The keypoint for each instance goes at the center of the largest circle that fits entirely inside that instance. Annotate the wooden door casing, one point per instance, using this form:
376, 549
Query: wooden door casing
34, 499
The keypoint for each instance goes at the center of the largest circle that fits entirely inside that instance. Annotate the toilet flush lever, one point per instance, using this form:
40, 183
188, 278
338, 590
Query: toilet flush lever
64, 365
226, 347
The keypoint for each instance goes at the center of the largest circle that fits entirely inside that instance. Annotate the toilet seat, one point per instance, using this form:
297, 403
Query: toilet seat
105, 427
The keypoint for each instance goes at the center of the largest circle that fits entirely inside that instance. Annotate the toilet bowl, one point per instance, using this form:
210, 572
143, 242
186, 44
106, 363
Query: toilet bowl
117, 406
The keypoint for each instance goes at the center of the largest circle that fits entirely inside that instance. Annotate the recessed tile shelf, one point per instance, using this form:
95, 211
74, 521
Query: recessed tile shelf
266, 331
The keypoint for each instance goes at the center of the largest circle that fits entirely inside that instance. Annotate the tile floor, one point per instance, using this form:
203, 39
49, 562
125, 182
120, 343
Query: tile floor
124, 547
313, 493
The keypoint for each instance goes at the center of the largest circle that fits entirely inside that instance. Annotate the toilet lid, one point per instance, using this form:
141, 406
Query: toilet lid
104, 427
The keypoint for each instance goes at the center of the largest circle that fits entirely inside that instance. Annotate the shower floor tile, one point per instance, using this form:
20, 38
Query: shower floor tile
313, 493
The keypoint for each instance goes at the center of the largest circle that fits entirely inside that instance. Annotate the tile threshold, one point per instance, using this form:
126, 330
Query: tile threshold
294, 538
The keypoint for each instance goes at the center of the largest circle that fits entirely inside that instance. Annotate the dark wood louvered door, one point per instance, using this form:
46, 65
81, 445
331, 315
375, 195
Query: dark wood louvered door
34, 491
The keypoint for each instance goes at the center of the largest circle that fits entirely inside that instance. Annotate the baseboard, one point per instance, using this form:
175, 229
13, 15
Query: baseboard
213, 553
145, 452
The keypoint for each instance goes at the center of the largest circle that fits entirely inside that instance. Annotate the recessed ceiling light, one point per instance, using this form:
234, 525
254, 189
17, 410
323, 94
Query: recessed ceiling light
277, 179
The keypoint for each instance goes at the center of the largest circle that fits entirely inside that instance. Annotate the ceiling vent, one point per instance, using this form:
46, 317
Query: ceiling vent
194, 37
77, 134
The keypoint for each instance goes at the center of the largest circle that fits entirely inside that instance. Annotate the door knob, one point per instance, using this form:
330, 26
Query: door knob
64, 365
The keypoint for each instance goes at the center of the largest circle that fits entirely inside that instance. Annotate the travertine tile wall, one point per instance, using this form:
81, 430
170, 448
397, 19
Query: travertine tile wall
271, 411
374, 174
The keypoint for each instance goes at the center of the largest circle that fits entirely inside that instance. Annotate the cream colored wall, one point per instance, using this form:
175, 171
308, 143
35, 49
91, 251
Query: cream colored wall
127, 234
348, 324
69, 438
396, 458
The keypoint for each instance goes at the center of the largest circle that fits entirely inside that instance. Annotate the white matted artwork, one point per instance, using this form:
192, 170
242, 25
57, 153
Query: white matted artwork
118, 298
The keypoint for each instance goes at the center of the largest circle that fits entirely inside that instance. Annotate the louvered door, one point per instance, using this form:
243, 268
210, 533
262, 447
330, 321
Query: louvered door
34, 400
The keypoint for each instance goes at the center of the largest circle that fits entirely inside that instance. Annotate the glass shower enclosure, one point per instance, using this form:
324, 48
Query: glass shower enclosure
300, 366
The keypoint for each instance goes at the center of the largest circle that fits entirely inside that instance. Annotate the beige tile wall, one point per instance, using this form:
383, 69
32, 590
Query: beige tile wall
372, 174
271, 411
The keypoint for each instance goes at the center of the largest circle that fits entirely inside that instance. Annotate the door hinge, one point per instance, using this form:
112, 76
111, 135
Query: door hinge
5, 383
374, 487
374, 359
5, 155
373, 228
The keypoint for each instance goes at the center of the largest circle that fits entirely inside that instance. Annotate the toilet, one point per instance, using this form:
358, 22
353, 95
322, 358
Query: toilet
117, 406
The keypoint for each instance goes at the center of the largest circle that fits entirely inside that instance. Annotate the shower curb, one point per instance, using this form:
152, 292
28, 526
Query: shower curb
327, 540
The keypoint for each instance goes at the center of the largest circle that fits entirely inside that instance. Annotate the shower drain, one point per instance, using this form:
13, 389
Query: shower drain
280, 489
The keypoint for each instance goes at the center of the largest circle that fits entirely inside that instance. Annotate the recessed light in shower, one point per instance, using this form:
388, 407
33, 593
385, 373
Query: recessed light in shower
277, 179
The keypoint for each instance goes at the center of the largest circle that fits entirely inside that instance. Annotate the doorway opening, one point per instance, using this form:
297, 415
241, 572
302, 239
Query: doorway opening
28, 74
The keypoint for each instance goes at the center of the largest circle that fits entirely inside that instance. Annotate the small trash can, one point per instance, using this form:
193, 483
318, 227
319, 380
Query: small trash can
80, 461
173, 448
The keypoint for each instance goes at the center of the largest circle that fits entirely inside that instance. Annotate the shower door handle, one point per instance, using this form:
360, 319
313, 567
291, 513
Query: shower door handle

########################################

What you should do
Write out every record again, exactly as it was written.

Written answer
The keypoint for each instance goes at the center of the largest circle that fits entirely inside that instance. Annotate the wooden door casing, one point per instance, using this form:
376, 549
Query: wooden door casing
34, 499
The keypoint for each instance goes at the center of the largest circle that fits entirely inside that instance. Annotate the toilet flush lever, one point per instance, using this form:
40, 183
188, 278
338, 590
Query: toilet flush lever
64, 365
226, 347
The keypoint for each instance goes at the center of the largest circle that fits entirely inside that instance. Annotate the toilet seat, one point per instance, using this form:
297, 403
Query: toilet seat
105, 427
The keypoint for each instance goes at the center of the largest circle that fits entirely inside that instance. Annotate the toilet bowl, one point per instance, using this form:
210, 572
143, 242
186, 44
106, 363
Query: toilet bowl
117, 406
The keypoint for each instance goes at the center of the largest circle that fits entirely inside that instance. Annotate the recessed tile shelf, one point per instance, using this form:
95, 211
74, 521
Query: recessed tile shelf
266, 331
The keypoint for each instance goes at the center of the largest circle that fits entirely inside that instance. Annotate the tile floor, one point per instance, using this form:
203, 39
49, 562
125, 182
120, 343
Query: tile floor
124, 547
313, 493
The keypoint for each instance goes at the center of the largest circle that fits entirely inside that instance. Annotate the toilet lid, one point per instance, using this form:
141, 406
Query: toilet lid
104, 427
The keypoint for each instance goes at the center of the largest circle that fits entirely inside that instance. Annotate the shower floor tile, one point per instance, using this form:
20, 38
Query: shower floor tile
313, 493
The keypoint for each instance goes at the center of the largest circle that fits entirely inside that instance. Annotate the tile threshold, one point per instance, using this form:
126, 330
Query: tile threshold
294, 538
The keypoint for each instance goes at the center of the largest circle that fits entirely inside that instance. Annotate the dark wood louvered door, one point per instance, using this form:
46, 65
81, 445
331, 315
375, 195
Query: dark wood louvered door
34, 491
The keypoint for each instance goes at the center of the largest circle that fits entirely inside that instance. Annotate the baseboard, one point per instance, using this form:
175, 229
13, 15
Query: baseboard
213, 553
145, 452
The keypoint for each instance goes at the center of the largest circle that fits entirely inside that instance. Annotate the recessed ceiling light, one point per instance, using this form:
234, 525
254, 189
17, 410
323, 94
Query: recessed ceiling light
277, 179
The keypoint for each instance goes at the center of the largest circle that fits entirely inside that instance. Annotate the ceiling vent, one point per instance, using this form:
46, 317
Query: ceiling vent
194, 37
77, 134
The keypoint for each instance goes at the center of the largest circle that fits entirely inside that instance. Annotate the door knob, one point per instance, using this form:
330, 26
Query: door knob
64, 365
The keypoint for each instance goes at the center of the largest circle that fits entirely inside that instance. Annotate the travertine tile wall, one point per instance, using this form:
81, 430
170, 448
397, 19
Query: travertine tile wall
271, 411
374, 174
The keypoint for each instance goes at the center of the largest circle that fits entirely inside that instance. Annotate the cream colored wall, one point per instance, using this form:
175, 171
308, 143
35, 49
91, 251
Query: cream colored wall
127, 234
348, 324
69, 438
396, 458
The keypoint for each instance goes at the center of the largest circle that fits entirely inside that instance. Annotate the white matted artwork, one point per instance, using this form:
192, 170
242, 25
57, 153
Query: white matted artwork
118, 298
The keypoint for each instance goes at the center of the largest circle that fits entirely inside that instance. Annotate the louvered door, one point per instance, using this form:
243, 268
210, 533
262, 447
330, 321
Query: louvered door
34, 400
The keypoint for each instance goes at the center of the largest circle that fits entirely inside that instance. Annotate the glass shower enclosure, one point per instance, using this form:
324, 48
Query: glass shower enclosure
300, 366
The keypoint for each instance goes at the center of the largest circle that fits entirely inside that instance. Annotate the beige tile wall, one point per instance, using this form:
383, 69
32, 590
Query: beige tile wall
372, 174
271, 411
The keypoint for each instance goes at the center of the largest circle that fits entirely inside that instance. Annotate the door hinge, one point per instance, using this form:
112, 76
111, 135
Query: door hinge
5, 383
374, 487
374, 359
5, 155
373, 228
The keypoint for each instance goes at the center of the largest circle that fits entirely inside that instance. Annotate the toilet, one point per instance, using this form:
358, 22
353, 95
322, 358
Query: toilet
117, 406
The keypoint for each instance goes at the center of the largest circle that fits entirely inside that instance. Annotate the shower curb, one point per instance, using this form:
152, 292
28, 526
Query: shower curb
327, 540
The keypoint for each instance goes at the center of the largest circle that fits entirely inside that instance. Annotate the shower drain, one point per instance, using this form:
13, 389
Query: shower drain
280, 489
The keypoint for each instance goes at the center of the largest circle that fits entirely inside that instance. Annotate the recessed light in shower, one point per instance, using this form:
388, 407
33, 593
385, 373
Query: recessed light in shower
277, 179
The keypoint for each instance goes at the center of the largest circle that fits entirely inside that instance. Annotate the doorway opening, one point per instance, using this form:
297, 415
241, 572
302, 239
Query: doorway opening
28, 74
The keypoint for each instance goes at the center of the largest circle that fits entirely inside that instance. Annotate the small trash can, one point per instance, using this form:
193, 483
318, 227
319, 380
Query: small trash can
80, 461
173, 448
The keypoint for each instance goes at the center of the largest circle that fits entirely inside that instance. Annotate the shower door handle, one point per instance, using this form:
360, 319
313, 567
291, 513
Query: shower door handle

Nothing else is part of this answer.